**SOURCE EXTRACT:**
------------

Procedures

Excision of Epididymal Cyst

The epididymis is a tube that sits behind either testicle and transports sperm from the testicle to the vas deferens. Epididymal cysts are a benign fluid filled sac that can arise in the epididymis and occasionally enlarge to a size that causes discomfort. Excision of epididymal cyst is the name of the procedure to remove these cysts.

Pre operation

Ten days prior to the procedure you should notify Mr Thyer’s rooms if you are taking any blood thinning medication

The procedure

On arrival at hospital you will be prepared for theatre by nursing staff. Mr Thyer will see you just prior to being taken into the operating theatre. You will have a short general anaesthetic. The procedure should take approximately 30 minutes. Mr Thyer will make a small incision in the scrotum, the testis and epididymis will be delivered, the cyst removed and sent to the pathologist for microscopic analysis (you make incur a pathologist fee). The wound in the scrotum will be closed with dissolving sutures and a drain may be left in the scrotum. After the operation you will be checked by the nurse and discharged home after a few hours. If a drain is left, then you will be required to stay overnight before it is removed.

Note: If the cyst is very large or there are many cysts then removal of the whole epididymis may be required.

Risks
  • Bleeding. Bleeding from the operation site is very rare. Very rarely a readmission to hospital may be required to control bleeding.
  • Infection. Wound infection is rare but may require a course of oral antibiotics to correct.

------------

**PROMPT 1:** Reproduce the stretch of the epididymal cyst procedure text from "Pre operation" through "it is removed.".
**PROMPT 2:** According to the epididymal cyst procedure text, approximately how long should the procedure take?
Only the procedure text is needed to complete this work.

Image-grounded pointing data

------------

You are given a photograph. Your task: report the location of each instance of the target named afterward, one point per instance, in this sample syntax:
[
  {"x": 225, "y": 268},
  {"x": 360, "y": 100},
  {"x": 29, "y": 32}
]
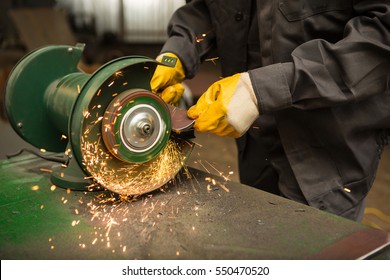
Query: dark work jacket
[{"x": 325, "y": 78}]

------------

**WRITTEN RESPONSE 1:**
Pre operation

Ten days prior to the procedure you should notify Mr Thyer’s rooms if you are taking any blood thinning medication

The procedure

On arrival at hospital you will be prepared for theatre by nursing staff. Mr Thyer will see you just prior to being taken into the operating theatre. You will have a short general anaesthetic. The procedure should take approximately 30 minutes. Mr Thyer will make a small incision in the scrotum, the testis and epididymis will be delivered, the cyst removed and sent to the pathologist for microscopic analysis (you make incur a pathologist fee). The wound in the scrotum will be closed with dissolving sutures and a drain may be left in the scrotum. After the operation you will be checked by the nurse and discharged home after a few hours. If a drain is left, then you will be required to stay overnight before it is removed.

**WRITTEN RESPONSE 2:** Approximately 30 minutes.